* INSTRUÇÕES E REQUISITOS
Indique se cada afirmação concorda com o texto sobre Na Penúria em Paris e em Londres. Responda sim ou não e cite as palavras do texto que decidem.
1. O livro foi publicado em 1933.
2. Orwell viveu o desamparo por imposição das circunstâncias.
3. A percepção da condição do pobre contribuiu para formar a consciência política de Orwell.

* TEXTO FORNECIDO

>>

20/05/10

Longe do paraíso

pobreza
Publicado em 1933, Na Penúria em Paris e em Londres é um testemunho poderoso da experiência da pobreza, dos seus efeitos sobre os comportamentos e da própria consciência de ser-se pobre. A vivência do desamparo não resultou porém, em Orwell, de uma imposição das circunstâncias: ele procurou-a pois queria conhecê-la, procurou-a porque «queria viver entre os oprimidos, estar no meio deles», porque pretendia partilhar, como escritor em formação mas também como militante da causa do socialismo, das condições de existência da maioria dos humanos. A sua percepção de certos factores associados à condição do pobre – o tédio da existência degradante, a ausência intensamente depressiva de uma perspectiva de futuro, a despersonalização e o individualismo, a violência como instrumento de sobrevivência ou vestígio de dignidade – jamais deixou de ter a marca inerente à condição social e intelectual que detinha, mas nem por isso foi menos perturbadora, funcionando como factor importante na construção da sua consciência política.

<<

(Registos de uma fonte de dados)
>>

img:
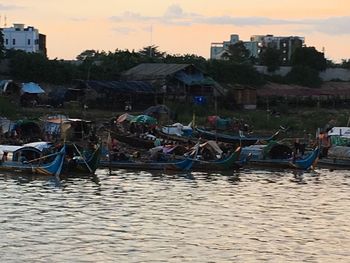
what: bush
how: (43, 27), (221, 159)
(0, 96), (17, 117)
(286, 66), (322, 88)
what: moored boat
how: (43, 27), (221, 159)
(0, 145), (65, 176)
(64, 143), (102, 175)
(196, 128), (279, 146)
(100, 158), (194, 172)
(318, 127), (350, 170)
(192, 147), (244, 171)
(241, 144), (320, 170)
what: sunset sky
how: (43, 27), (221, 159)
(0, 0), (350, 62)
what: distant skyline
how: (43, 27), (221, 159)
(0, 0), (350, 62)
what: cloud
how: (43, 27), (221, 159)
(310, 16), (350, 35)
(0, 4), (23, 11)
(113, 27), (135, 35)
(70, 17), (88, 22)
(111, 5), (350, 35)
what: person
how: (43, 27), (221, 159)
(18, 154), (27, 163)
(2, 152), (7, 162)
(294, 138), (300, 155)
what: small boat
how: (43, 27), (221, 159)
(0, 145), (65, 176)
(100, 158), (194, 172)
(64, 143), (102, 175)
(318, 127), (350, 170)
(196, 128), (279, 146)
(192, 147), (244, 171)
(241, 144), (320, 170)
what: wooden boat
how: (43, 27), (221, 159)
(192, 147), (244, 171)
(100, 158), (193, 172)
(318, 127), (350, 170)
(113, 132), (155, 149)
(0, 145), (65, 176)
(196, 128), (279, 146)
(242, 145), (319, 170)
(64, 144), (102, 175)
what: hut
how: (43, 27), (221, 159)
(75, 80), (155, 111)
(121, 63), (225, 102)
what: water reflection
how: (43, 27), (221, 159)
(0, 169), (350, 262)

<<

* RESPOSTA À TAREFA
1. Sim: «Publicado em 1933»
2. Não: «A vivência do desamparo não resultou porém, em Orwell, de uma imposição das circunstâncias»
3. Sim: «funcionando como factor importante na construção da sua consciência política»